##### RECORDS PROVIDED

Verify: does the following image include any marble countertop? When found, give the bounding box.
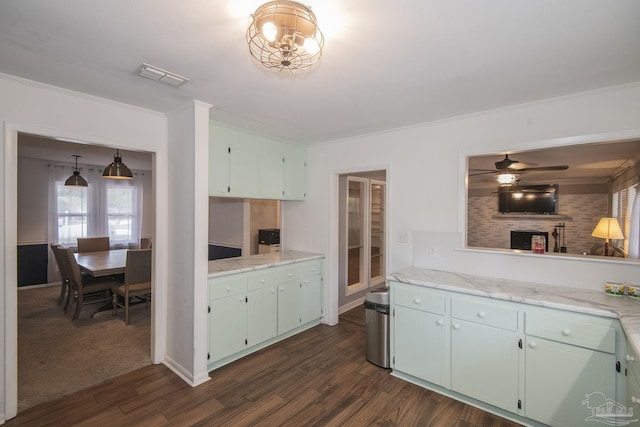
[388,268,640,360]
[208,251,324,278]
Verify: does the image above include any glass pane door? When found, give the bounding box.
[369,181,385,286]
[347,178,366,287]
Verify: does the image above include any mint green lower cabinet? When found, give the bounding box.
[208,259,323,370]
[451,319,520,412]
[525,337,616,426]
[278,280,300,335]
[300,274,322,324]
[209,294,247,362]
[247,285,278,347]
[393,306,449,387]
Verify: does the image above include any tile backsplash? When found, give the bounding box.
[467,193,608,254]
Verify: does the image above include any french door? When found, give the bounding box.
[341,176,385,295]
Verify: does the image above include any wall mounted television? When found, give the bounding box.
[498,184,558,215]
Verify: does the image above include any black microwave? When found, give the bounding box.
[258,228,280,245]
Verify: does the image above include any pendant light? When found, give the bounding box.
[64,154,88,187]
[102,150,133,179]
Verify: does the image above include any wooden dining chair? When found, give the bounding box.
[111,249,151,325]
[60,249,118,320]
[50,243,71,305]
[78,236,111,253]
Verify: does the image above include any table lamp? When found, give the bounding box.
[591,218,624,256]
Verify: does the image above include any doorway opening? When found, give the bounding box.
[14,133,155,412]
[338,170,387,307]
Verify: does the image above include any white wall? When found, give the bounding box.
[283,84,640,323]
[0,75,169,422]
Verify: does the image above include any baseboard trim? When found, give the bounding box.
[338,297,365,315]
[162,356,211,387]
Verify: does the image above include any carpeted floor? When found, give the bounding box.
[18,286,151,412]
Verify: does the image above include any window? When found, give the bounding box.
[611,171,638,253]
[56,182,89,245]
[107,186,136,243]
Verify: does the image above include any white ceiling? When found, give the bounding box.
[0,0,640,144]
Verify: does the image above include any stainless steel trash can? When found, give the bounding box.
[364,289,390,368]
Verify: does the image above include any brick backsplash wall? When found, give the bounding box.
[467,193,608,254]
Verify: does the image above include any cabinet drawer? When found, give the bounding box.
[451,299,518,331]
[209,274,247,300]
[302,259,322,277]
[276,264,300,283]
[525,311,616,353]
[247,269,278,291]
[394,285,447,314]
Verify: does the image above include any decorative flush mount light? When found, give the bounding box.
[137,64,189,87]
[496,172,518,187]
[102,150,133,179]
[64,154,88,187]
[247,0,324,72]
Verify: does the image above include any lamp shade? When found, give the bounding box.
[102,150,133,179]
[591,218,624,241]
[64,154,88,187]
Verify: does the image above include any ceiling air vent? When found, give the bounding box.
[136,64,189,87]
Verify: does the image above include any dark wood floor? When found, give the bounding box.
[5,307,516,427]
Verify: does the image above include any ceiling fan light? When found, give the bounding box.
[496,173,518,187]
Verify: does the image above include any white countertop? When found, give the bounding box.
[208,251,324,278]
[388,268,640,354]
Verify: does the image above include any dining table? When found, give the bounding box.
[73,249,128,277]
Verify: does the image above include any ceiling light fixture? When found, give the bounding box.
[102,150,133,179]
[64,154,89,187]
[496,172,518,187]
[137,64,189,87]
[247,0,324,73]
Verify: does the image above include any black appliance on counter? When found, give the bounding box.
[258,228,280,246]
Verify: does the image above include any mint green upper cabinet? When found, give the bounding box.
[209,123,306,200]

##########

▸ **TASK PROMPT**:
Reproduce the entries exactly. Do not carry over any picture.

▸ **OUTPUT**:
Verify: does the following image include any marble countertop? When found, give the bounding box.
[388,268,640,360]
[208,251,324,278]
Verify: does the image above include any glass pane door? When found, give the bounding box.
[369,181,385,286]
[347,178,366,287]
Verify: does the image above include any mint green lower cabinet? When found, give the bounding box.
[208,259,323,370]
[451,319,520,412]
[525,337,616,426]
[278,280,300,335]
[300,274,322,324]
[209,294,247,362]
[247,285,278,347]
[393,306,449,387]
Verify: does the image above include any tile backsplash? When found, give the bounding box.
[467,193,608,254]
Verify: does the image above include any french door? When found, give the bounding box.
[341,176,385,295]
Verify: does the image above include any wall mounted television? When found, give the bounding box.
[498,184,558,215]
Verify: does the image above include any black microwave? When found, give the bounding box.
[258,228,280,245]
Verify: does the image above include any pendant light? When found, give the bounding box.
[64,154,88,187]
[102,150,133,179]
Verify: does the image above include any wooden dining chair? When found, give the bounding box.
[111,249,151,325]
[60,249,118,320]
[50,243,71,305]
[78,236,111,253]
Verify: does the image above include any table lamp? When found, give the bounding box.
[591,218,624,256]
Verify: does the image above include any doorway opening? When found, give the bounding box.
[14,133,155,412]
[338,170,387,307]
Verify: does the image above include any white wall? When found, give the bounding box.
[283,84,640,323]
[0,75,169,422]
Verify: does the image above include any baseboard trim? When found, give the bounding box.
[338,297,365,315]
[162,356,211,387]
Verify: does the image above include any carpeted floor? When found, give the bounding box.
[18,286,151,412]
Verify: does the image above include any window? When found, give the bounding box.
[611,171,638,253]
[56,182,89,245]
[107,186,136,243]
Verify: does the image above include any white ceiling? When found, give the bounding box.
[0,0,640,144]
Verify: does the image above include any stainless steel trash can? When found, give the bounding box.
[364,289,390,368]
Verify: does the image above include any brick backsplash wall? When found, give the bounding box.
[467,193,608,254]
Verify: does the image above include any cabinet drawer? When found, give the bounding box.
[451,299,518,331]
[209,274,247,300]
[302,259,322,277]
[276,264,300,283]
[525,311,616,353]
[247,269,278,291]
[394,285,447,314]
Verify: does the image above include any decorative flush mount light? When found, give the bounding box.
[137,64,189,87]
[496,172,518,187]
[102,150,133,179]
[64,154,88,187]
[247,0,324,72]
Verify: does the image above include any lamp shade? When found, give the bounding box.
[102,150,133,179]
[591,218,624,241]
[64,154,88,187]
Verify: does the image above include any ceiling air vent? When found, give the bounding box.
[136,64,189,87]
Verify: does the image above include any dark wood floor? When found, give the bounding box.
[5,307,516,427]
Verify: does the image above include any ceiling fan light? When found, give the bounding box.
[496,173,518,187]
Verify: does the image above include any white countertop? When found, give the bounding box.
[208,251,324,278]
[388,268,640,354]
Verify: does the image above include any dining table? When found, give the bounding box.
[73,249,128,277]
Verify: does the image above include any ceiling light fixture? When found, give the bounding box.
[102,150,133,179]
[64,154,89,187]
[496,172,518,187]
[137,64,189,87]
[247,0,324,73]
Verify: does the image above include any black appliance on counter? When found, give the bounding box.
[258,228,280,246]
Verify: does the image above include any mint green upper cabinet? When found, give the bounding box.
[209,123,306,200]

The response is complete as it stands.